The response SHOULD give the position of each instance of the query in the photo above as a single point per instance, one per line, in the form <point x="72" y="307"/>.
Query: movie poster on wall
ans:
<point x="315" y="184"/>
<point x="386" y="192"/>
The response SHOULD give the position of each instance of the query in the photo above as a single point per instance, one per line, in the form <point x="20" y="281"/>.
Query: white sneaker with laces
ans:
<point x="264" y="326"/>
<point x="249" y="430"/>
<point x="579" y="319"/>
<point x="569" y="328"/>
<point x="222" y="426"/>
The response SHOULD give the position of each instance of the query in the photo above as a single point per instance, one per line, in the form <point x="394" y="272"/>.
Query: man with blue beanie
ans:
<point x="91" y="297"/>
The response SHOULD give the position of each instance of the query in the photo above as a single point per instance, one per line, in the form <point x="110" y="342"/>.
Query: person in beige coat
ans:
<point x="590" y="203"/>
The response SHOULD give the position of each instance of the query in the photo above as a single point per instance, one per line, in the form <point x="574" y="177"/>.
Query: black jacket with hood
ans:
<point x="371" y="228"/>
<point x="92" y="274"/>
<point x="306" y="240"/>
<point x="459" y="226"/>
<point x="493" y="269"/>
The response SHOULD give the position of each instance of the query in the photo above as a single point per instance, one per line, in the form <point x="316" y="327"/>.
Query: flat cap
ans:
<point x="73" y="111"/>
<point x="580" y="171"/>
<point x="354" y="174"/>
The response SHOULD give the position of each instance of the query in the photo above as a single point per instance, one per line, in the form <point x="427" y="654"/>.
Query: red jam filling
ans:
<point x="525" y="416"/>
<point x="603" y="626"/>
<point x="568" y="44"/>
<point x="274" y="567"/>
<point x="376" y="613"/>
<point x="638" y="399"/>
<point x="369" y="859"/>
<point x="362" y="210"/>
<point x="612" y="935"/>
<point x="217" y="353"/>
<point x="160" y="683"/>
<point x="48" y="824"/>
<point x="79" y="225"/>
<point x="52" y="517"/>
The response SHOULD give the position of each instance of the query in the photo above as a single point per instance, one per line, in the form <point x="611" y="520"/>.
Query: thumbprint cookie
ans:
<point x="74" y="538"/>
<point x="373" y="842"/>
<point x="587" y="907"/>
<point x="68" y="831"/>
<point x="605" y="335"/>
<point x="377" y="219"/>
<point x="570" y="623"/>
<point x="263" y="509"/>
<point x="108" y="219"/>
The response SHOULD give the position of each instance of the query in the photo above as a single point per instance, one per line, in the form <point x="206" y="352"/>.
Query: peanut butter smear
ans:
★ ★ ★ ★ ★
EXERCISE BRIEF
Would you retype the records above without changing a word?

RESULT OF THE EXERCISE
The response SHOULD give the position of each instance of the query in the photo above as a single point per instance, one per line, in the form <point x="72" y="307"/>.
Query: movie poster on wall
ans:
<point x="315" y="184"/>
<point x="386" y="192"/>
The response SHOULD give the position of each instance of the query in the photo above as a single point per instance, one per line, in the form <point x="20" y="281"/>.
Query: white sneaker with laces
ans:
<point x="264" y="326"/>
<point x="249" y="430"/>
<point x="579" y="319"/>
<point x="569" y="328"/>
<point x="222" y="426"/>
The response SHOULD give the position of each instance of the query in the photo above as a single point per instance, one per line, in the form <point x="394" y="272"/>.
Query: man with blue beanie
ans:
<point x="91" y="297"/>
The response SHOULD give the position of each instance of the query in the photo above as a single point per instance, one per line, in the form <point x="110" y="342"/>.
Query: person in beige coat
ans:
<point x="590" y="203"/>
The response SHOULD give the position of each instance of the query in the photo above as a single point per instance, one per line, in the form <point x="574" y="177"/>.
Query: black jacket with hood
ans:
<point x="371" y="228"/>
<point x="92" y="274"/>
<point x="306" y="240"/>
<point x="459" y="226"/>
<point x="493" y="269"/>
The response SHOULD give the position of each instance of the query in the photo above as a single point per instance, one per line, in the form <point x="316" y="327"/>.
Query: flat cap
ans:
<point x="73" y="111"/>
<point x="580" y="171"/>
<point x="354" y="174"/>
The response SHOULD give the position of each instance of the query in the photo above as a single point per instance, one per line, in the form <point x="427" y="654"/>.
Query: red jam filling
ans:
<point x="525" y="416"/>
<point x="603" y="626"/>
<point x="568" y="44"/>
<point x="274" y="567"/>
<point x="376" y="613"/>
<point x="638" y="399"/>
<point x="369" y="859"/>
<point x="362" y="210"/>
<point x="612" y="935"/>
<point x="217" y="353"/>
<point x="160" y="683"/>
<point x="48" y="824"/>
<point x="79" y="225"/>
<point x="52" y="517"/>
The response SHOULD give the position of each instance of the query in the photo above as a single point per instance, one per line, in the form <point x="611" y="520"/>.
Query: thumbprint cookie
ans:
<point x="74" y="538"/>
<point x="373" y="842"/>
<point x="587" y="907"/>
<point x="68" y="831"/>
<point x="605" y="335"/>
<point x="377" y="219"/>
<point x="570" y="623"/>
<point x="263" y="509"/>
<point x="108" y="219"/>
The response SHOULD give the position of each instance of the query in the photo above as a single point per instance, one per line, in the form <point x="206" y="352"/>.
Query: peanut butter smear
ans:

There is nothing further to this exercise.